- _EXTRACT_
........

Because of the rain and the cloud-covered sun, I didn’t see any shadows. I remember wondering if I might be able to see one if I was closer to the streetlamp or a car’s headlight.

may 24/RUN

3.3 miles
minnehaha falls and back
64 degrees

Another hot and hard run with heavy legs. Not enough water or iron or rest? My body adjusting to warmer, heavier air?

Ran with Scott to the falls. Windy, green. We talked about the runner’s high and I mentioned my log post from may 24, 2017 that included an early poem about the runner’s high. I’d like to edit it, or at least revisit the ideas in it. This revisiting will include trying to experience more runner’s highs. I also mentioned Jaime Quatro’s article, Running as Prayer, and the deepest level of the runner’s high. Scott said he preferred the word meditation to prayer: less Christian baggage. That conversation lasted about 15 minutes, I think. I can’t remember what else we talked about — oh, the wind, the value of having designated spots for returning your ride share bikes, side stitches.

10 Things

  1. slick path or slippery shoes or both — mud, worn-down tread
  2. wind in our face, running south. Scott suggested that the wind was like a trainer holding a belt around your waist as you ran, which is something we noticed happening before the twins game last week with a player and his trainer and a belt
  3. flashes of pale blue, almost white, river through the thick trees
  4. plenty of puddles
  5. kids yelling on the playground
  6. spray coming off the rushing falls — water falling down and from the sides of the limestone
  7. a long queue for paying for parking in the minnehaha lot
  8. the surreys are back — bunched together near the falls overlook
  9. a cooling breeze heading north again
  10. minneapolis parks mowed a wide strip of grass near the trail by the ford bridge but left the meadow — good news for the bull frogs! Today I couldn’t hear them because of the wind and the traffic but I bet they’re there

Yesterday I posted part of a poem from Lucie Brock-Broido. Here’s part of another beautiful one:

from Periodic Table for Ethereal Elements/ Lucie Brock-Broido

A girl ago, a girlhood gone like a phial of ether
Thrown on fire-just

A little jump of flame, like grief, or,

Like a penicillin that has lost its will for killing
Off, it then is gone.

........

- _EXTRACTED MATERIAL_
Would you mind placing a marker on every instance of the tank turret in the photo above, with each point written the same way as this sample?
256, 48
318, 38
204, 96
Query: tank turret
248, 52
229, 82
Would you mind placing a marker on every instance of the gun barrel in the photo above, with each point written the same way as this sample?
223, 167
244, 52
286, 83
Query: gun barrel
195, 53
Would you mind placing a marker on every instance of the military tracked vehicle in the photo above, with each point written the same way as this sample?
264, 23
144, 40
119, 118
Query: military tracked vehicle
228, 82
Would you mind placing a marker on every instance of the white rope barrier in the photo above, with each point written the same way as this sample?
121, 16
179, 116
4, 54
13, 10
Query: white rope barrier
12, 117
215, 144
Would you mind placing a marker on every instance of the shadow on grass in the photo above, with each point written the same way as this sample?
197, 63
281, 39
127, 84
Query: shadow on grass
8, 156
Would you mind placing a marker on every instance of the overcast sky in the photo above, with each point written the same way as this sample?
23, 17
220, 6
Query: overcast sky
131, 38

........

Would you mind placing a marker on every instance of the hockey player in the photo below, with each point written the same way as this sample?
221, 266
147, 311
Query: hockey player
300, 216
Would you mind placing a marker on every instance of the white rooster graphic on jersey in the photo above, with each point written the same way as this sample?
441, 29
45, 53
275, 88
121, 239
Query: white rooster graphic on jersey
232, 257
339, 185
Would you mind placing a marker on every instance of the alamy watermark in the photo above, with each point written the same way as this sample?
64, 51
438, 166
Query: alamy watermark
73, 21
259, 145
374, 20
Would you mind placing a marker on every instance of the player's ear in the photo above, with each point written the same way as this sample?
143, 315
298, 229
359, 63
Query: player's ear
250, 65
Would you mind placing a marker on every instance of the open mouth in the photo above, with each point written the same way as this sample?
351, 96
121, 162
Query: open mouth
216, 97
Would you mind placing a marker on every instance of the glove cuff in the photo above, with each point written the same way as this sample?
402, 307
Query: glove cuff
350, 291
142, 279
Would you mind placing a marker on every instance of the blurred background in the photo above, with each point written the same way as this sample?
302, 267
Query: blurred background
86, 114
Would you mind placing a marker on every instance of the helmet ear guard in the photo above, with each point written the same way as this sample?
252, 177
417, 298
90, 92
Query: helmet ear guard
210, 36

........

- _REQUIREMENT 1_
Please repeat the running log from "Yesterday I posted" to "then is gone.", word for word.
- _REQUIREMENT 2_
In the running log, which word did Scott say he preferred to prayer?
The records have no role in any of this.

- _FULL RESPONSE 1_
Yesterday I posted part of a poem from Lucie Brock-Broido. Here’s part of another beautiful one:

from Periodic Table for Ethereal Elements/ Lucie Brock-Broido

A girl ago, a girlhood gone like a phial of ether
Thrown on fire-just

A little jump of flame, like grief, or,

Like a penicillin that has lost its will for killing
Off, it then is gone.

- _FULL RESPONSE 2_
Meditation.